Task goal: Please reply with one number only: how many lines in the entries below contain the string "positive".

Data records:
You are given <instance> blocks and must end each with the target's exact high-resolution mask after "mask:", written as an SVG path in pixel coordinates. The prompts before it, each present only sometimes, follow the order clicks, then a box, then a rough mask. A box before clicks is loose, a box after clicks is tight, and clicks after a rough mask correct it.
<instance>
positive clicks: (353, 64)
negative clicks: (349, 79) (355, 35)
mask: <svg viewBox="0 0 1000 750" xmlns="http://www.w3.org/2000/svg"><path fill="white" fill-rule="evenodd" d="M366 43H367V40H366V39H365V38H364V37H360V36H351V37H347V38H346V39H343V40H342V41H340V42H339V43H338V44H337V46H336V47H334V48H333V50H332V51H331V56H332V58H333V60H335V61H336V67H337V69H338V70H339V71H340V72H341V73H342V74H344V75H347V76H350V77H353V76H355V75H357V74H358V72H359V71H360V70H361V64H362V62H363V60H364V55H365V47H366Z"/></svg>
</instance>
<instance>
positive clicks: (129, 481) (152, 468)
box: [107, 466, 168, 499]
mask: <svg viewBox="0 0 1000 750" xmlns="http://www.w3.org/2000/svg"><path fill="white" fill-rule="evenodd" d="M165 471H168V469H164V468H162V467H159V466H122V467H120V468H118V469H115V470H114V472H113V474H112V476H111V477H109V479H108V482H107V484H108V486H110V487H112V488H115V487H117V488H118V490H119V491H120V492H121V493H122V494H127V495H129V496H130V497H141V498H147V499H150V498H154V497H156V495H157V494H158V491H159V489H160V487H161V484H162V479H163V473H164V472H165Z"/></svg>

The completed task: 2